[INSTRUCTIONS FOR THE TASK]:
Change "toilet seat" to "bath mat" throughout the rows, and write the lines out again with nothing else altered.

Rows excerpted from a collection
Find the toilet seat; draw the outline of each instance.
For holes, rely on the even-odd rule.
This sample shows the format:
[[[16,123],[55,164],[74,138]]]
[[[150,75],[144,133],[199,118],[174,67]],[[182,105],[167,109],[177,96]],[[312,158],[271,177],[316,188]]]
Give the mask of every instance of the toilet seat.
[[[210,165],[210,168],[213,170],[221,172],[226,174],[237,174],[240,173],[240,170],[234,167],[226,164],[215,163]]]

[WRITTEN SOLUTION]:
Find the bath mat; draw the outline of each instance.
For holes, rely on the even-odd rule.
This sample shows the format:
[[[16,123],[55,164],[74,138]]]
[[[150,75],[144,133],[199,118],[174,67]],[[182,105],[167,109],[177,96]],[[312,158],[271,177],[316,188]]]
Give the mask of every instance of the bath mat.
[[[210,165],[210,168],[213,170],[221,172],[226,174],[237,174],[240,173],[240,170],[234,167],[226,164],[215,163]]]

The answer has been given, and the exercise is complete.